* **Document extract**:
January 2021: While Alan Webber’s name may not be familiar to you, the odds are good that you have read the publication he founded in November 1995 with Bill Taylor — Fast Company magazine.
Both men were former Harvard Business Review editors, and their new publication was founded on a single premise: A global revolution was changing business, and business was changing the world. “Discarding the old rules of business, Fast Company set out to chronicle how changing companies create and compete, to highlight new business practices, and to showcase the teams and individuals who are inventing the future and reinventing business,” Webber explains, sharing that they were both proud to have been named Adweek’s Editor of the Year in 1999.
Before his successful foray into publishing, Webber was a political speechwriter focusing on innovative policy initiatives. Today, he continues exploring reinvention and considers himself a “global detective “—one who travels the world speaking at innovation and foresight conferences and investigating how things work. To that end, in 2009, he published a bestselling business book, Rules of Thumb: 52 Truths for Winning at Business Without Losing Your Self.
We caught up with Webber after a whirlwind couple of months. He spent September in Wales, participating in the Do Lectures series. Throughout October, he traveled through Nepal. And in November, he headed for Vienna to moderate Muhammad Yunus’ Global Social Business Summit 2011.
Impressive work. But then, we expect nothing less of the man, whose official bio reads: “According to those who know him best, Alan M. Webber is witty and wise [on Mondays and Wednesdays], thoughtful and provocative [on Tuesdays and Thursdays], and irreverent and creative [on Fridays and Saturdays]. On Sunday, he rests.”
Following is our Q&A with Webber.
Be Inkandescent: You and Bill Taylor were both at Harvard Business Review when you came up with the idea to create Fast Company. Tell us about what inspired you, what the process of starting the magazine was like, and now—decades later—what you think of the baby you gave birth to?
- Alan Webber: Looking back, I think we had a lot of sources of inspiration. We both were huge magazine fans, and I think we had always had a great (if unspoken) desire to start a magazine. For me, one of the big inspirations was a fellowship I got from the Japan Society of New York to spend three months in Japan at the end of the 1980s—back when Japan was thriving and the U.S. was fretting over national economic competitiveness. Harvard gave me a sabbatical, and off I went to Japan to interview “the next generation of Japanese leaders” in business, government, and the bureaucracy—across the board.

* **Entries provided**:
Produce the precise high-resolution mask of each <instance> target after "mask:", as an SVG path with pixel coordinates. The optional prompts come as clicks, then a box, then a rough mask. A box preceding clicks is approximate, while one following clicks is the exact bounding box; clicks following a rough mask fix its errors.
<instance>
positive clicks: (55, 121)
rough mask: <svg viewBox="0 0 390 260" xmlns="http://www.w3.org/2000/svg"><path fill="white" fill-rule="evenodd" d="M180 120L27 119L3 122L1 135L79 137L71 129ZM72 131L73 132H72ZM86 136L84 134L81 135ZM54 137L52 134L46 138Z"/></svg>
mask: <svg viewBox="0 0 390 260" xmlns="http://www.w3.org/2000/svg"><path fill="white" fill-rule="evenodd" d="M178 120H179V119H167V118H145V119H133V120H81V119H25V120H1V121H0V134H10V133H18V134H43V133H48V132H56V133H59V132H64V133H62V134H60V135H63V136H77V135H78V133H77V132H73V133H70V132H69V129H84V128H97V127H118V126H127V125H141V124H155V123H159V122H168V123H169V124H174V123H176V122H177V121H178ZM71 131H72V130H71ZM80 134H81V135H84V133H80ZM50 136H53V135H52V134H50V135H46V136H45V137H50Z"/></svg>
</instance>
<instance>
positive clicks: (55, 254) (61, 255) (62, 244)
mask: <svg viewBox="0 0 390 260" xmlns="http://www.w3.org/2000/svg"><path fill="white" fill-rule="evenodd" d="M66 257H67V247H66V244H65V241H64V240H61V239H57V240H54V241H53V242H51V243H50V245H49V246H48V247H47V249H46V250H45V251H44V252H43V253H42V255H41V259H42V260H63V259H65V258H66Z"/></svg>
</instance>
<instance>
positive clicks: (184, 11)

* **Work order**: Continue the Alan Webber interview text from the point where it stops.

* **Output**:
- It was a huge opportunity to see the future as it was emerging. When I got back from that trip, I had four themes that I was sure would change the way we all worked and the way business was done.
- A generational shift, as Baby Boomers replaced the World War II generation and brought different values and sensibilities to the workplace
- The rise of globalization erases geographic (and other) boundaries from how companies operate.
- The rise of diversity replaced the old notion that leaders had to be white men with particular pedigrees to make it to the top.
- The emergence of digital technology created a world where everything would be portable, personal, and digital.
Of course, having that kind of epiphany didn’t immediately turn into a magazine. It took Bill’s relentless focus on implementation and a lot of work to develop a business plan that would turn our ideas into the kind of architecture that every excellent magazine needs. Then we had to find a group of backers who were willing to give us the first round of investment so we could put out a “beta” issue; and after that, we made a deal with Mort Zuckerman and Fred Drasner, who owned U.S. News & World Report, and The Daily News.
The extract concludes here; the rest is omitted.